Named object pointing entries
++++

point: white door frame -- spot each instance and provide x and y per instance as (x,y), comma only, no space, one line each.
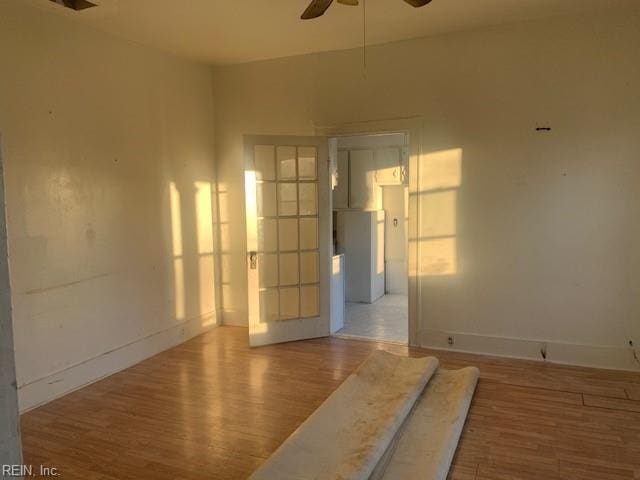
(412,126)
(261,333)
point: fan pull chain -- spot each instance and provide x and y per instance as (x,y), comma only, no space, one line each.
(364,38)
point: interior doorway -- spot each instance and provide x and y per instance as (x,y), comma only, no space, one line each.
(370,197)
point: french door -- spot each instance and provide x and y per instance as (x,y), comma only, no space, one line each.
(288,237)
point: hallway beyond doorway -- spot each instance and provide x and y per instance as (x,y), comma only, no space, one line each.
(385,319)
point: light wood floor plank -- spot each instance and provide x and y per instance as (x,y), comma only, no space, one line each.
(213,408)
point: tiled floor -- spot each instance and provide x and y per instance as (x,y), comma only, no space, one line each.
(385,319)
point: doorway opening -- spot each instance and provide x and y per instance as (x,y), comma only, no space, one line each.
(370,200)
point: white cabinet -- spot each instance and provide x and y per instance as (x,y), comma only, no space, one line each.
(337,293)
(341,191)
(389,166)
(362,180)
(361,239)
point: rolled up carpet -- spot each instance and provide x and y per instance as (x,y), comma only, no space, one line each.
(426,443)
(348,435)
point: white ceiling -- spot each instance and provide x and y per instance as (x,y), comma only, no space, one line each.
(235,31)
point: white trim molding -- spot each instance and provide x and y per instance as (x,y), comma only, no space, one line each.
(43,390)
(596,356)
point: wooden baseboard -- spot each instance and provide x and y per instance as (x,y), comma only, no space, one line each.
(38,392)
(597,356)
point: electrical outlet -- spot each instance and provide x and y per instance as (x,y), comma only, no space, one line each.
(543,351)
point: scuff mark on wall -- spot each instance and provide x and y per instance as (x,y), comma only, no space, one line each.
(68,284)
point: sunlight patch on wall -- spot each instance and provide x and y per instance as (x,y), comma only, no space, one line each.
(440,170)
(440,176)
(178,261)
(204,233)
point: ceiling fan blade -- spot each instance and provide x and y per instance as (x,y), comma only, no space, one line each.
(417,3)
(316,9)
(75,4)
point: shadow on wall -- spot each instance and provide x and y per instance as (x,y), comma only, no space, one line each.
(192,209)
(440,177)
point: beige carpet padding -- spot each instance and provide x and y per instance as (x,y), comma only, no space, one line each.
(349,433)
(394,418)
(427,442)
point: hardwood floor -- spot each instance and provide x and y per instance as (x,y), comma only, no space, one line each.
(213,408)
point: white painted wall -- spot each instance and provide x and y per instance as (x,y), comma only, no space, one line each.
(108,265)
(10,444)
(526,237)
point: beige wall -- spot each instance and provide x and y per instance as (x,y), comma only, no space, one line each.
(526,238)
(107,267)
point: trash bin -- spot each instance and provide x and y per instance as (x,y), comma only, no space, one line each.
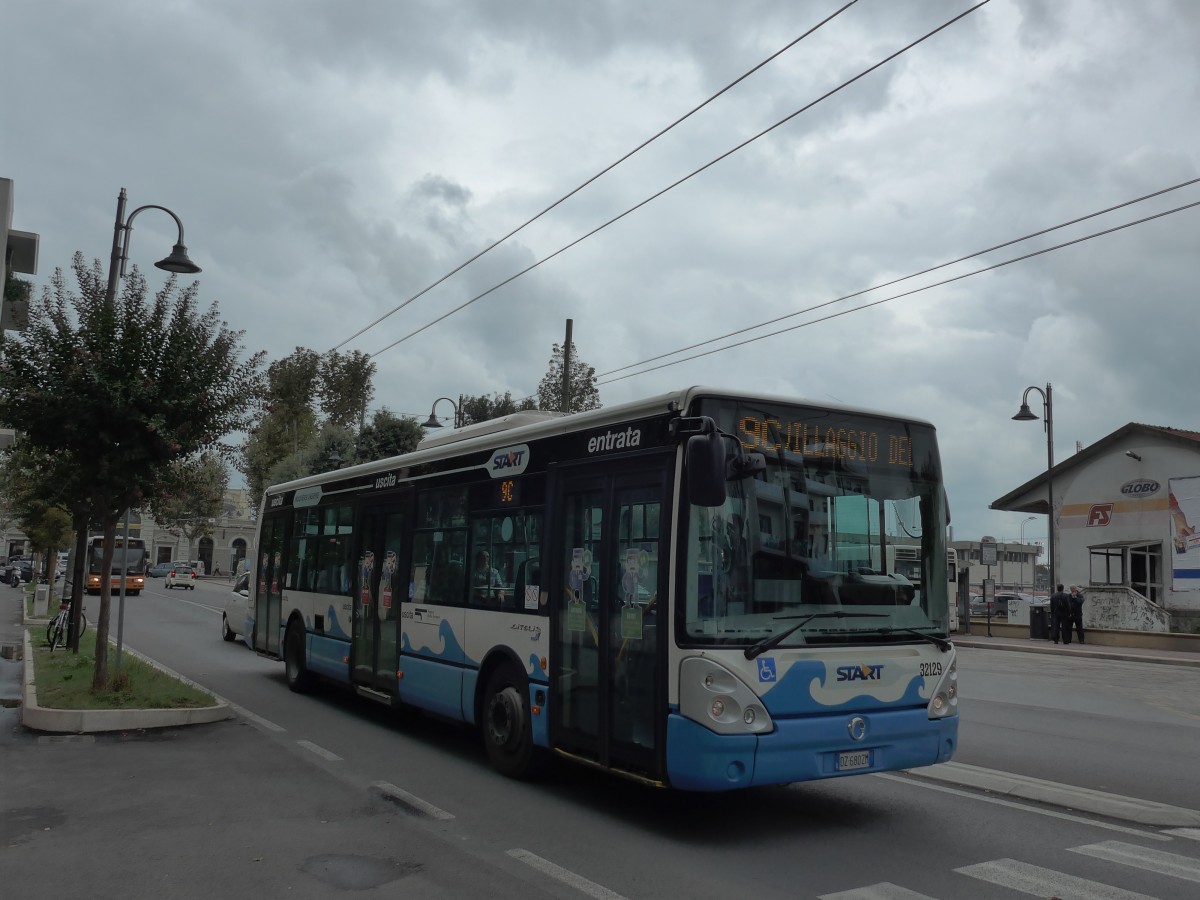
(41,600)
(1039,624)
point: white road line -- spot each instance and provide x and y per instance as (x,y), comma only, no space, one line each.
(411,801)
(564,875)
(319,750)
(1192,834)
(883,891)
(1035,880)
(257,719)
(1153,861)
(1025,807)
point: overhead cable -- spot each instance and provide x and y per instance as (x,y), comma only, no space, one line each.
(682,180)
(907,293)
(598,175)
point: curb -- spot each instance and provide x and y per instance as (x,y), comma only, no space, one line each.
(1084,799)
(1099,653)
(85,721)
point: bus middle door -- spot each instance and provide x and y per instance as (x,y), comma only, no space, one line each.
(610,569)
(377,597)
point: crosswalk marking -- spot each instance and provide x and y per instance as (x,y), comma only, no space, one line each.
(1155,861)
(1045,882)
(883,891)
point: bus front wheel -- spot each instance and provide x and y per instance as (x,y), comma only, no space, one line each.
(508,730)
(300,679)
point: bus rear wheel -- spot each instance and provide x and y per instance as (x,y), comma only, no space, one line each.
(300,679)
(507,727)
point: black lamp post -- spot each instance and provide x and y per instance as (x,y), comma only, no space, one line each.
(432,423)
(1026,415)
(175,262)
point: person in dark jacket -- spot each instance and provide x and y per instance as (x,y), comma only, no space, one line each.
(1060,616)
(1077,612)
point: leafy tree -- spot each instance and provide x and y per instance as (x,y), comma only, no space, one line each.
(30,490)
(346,388)
(581,383)
(388,435)
(191,496)
(124,388)
(282,435)
(305,395)
(484,407)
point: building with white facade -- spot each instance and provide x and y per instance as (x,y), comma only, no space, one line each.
(1127,527)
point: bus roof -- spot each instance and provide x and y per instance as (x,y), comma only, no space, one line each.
(531,425)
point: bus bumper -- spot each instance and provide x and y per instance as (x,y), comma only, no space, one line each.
(804,749)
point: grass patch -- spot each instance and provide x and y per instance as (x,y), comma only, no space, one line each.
(64,681)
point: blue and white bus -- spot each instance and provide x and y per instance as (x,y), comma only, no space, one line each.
(677,591)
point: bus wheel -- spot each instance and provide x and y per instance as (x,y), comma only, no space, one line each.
(300,679)
(508,731)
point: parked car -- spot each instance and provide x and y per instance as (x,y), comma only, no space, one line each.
(181,576)
(237,613)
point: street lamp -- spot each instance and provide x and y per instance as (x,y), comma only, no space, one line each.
(433,419)
(1021,541)
(177,262)
(1026,415)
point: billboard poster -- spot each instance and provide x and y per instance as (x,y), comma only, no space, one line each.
(1185,525)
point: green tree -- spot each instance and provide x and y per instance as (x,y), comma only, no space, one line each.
(346,388)
(31,491)
(582,384)
(124,388)
(191,496)
(484,407)
(388,435)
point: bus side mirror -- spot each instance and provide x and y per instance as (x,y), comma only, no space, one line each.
(706,469)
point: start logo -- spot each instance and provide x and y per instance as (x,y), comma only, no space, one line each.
(859,673)
(509,461)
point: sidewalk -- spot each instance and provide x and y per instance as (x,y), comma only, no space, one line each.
(214,810)
(1027,645)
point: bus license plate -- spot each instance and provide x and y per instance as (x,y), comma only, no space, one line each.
(855,760)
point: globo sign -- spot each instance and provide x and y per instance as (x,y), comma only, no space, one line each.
(1141,487)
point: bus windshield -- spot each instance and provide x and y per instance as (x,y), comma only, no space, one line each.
(811,538)
(125,559)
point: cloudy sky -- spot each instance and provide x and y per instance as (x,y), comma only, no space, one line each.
(331,160)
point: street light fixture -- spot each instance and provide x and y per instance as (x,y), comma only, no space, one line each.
(175,262)
(1026,415)
(433,419)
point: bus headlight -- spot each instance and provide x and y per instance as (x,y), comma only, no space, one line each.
(945,701)
(713,696)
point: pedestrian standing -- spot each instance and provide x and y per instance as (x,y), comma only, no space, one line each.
(1077,612)
(1060,616)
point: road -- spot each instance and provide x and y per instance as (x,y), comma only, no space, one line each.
(1122,727)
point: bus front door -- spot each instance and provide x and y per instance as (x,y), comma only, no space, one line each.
(377,598)
(269,592)
(610,568)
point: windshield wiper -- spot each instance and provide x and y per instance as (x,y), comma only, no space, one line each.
(940,642)
(775,640)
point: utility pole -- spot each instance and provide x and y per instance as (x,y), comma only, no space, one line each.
(567,369)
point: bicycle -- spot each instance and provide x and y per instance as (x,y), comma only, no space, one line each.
(57,631)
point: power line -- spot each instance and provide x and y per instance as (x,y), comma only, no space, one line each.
(907,293)
(598,175)
(897,281)
(682,180)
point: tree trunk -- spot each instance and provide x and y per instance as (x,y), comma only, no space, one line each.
(78,579)
(100,675)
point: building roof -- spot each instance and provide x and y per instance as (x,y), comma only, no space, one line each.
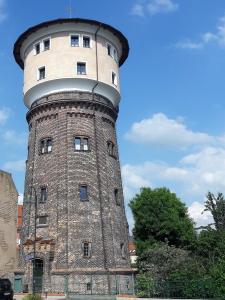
(25,35)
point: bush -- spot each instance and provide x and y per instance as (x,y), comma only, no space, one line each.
(33,297)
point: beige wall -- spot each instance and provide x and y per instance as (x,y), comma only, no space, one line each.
(8,218)
(61,60)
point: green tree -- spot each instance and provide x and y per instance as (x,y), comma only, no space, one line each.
(161,217)
(216,205)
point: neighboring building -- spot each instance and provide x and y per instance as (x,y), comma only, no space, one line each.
(8,217)
(132,251)
(72,91)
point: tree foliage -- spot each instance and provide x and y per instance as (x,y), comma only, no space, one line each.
(161,217)
(216,206)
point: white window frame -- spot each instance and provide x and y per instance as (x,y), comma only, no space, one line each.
(35,44)
(88,36)
(79,39)
(38,73)
(81,62)
(45,39)
(115,79)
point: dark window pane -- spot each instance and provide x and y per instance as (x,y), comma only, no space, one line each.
(83,193)
(81,68)
(44,194)
(86,42)
(74,40)
(78,143)
(46,45)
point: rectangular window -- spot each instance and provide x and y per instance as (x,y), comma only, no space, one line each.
(81,143)
(77,143)
(74,40)
(37,48)
(83,193)
(42,220)
(86,249)
(86,42)
(81,68)
(44,194)
(114,79)
(109,49)
(46,44)
(41,73)
(49,145)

++++

The line containing "point: neighboring building" marks the start; retype it and each line after it through the end of the records above, exactly.

point: neighboring building -- spot each instance and provide x and y per instance as (x,y), comma only, no space, one line each.
(8,217)
(132,251)
(72,91)
point: tree foliage -- spot each instance and provide x and y per instance as (x,y), comma only, no space, one line each.
(161,217)
(216,206)
point: white window frame -- spot each instance and provide x and y per instance as (x,y), comma only, no space, one line each.
(35,44)
(88,36)
(79,39)
(38,73)
(81,62)
(45,39)
(115,79)
point: dark window pane -- spot each instance and provide x and y per instance as (x,y), comma only, no space, one line each.
(83,193)
(81,68)
(44,194)
(86,42)
(74,40)
(78,143)
(46,45)
point: rectangular window -- spot each instance and provide x and y per instance as (x,y), comma only, no space, one line each.
(81,143)
(77,143)
(74,40)
(37,48)
(83,193)
(42,220)
(86,249)
(86,42)
(81,68)
(44,194)
(114,79)
(109,49)
(46,44)
(41,73)
(49,145)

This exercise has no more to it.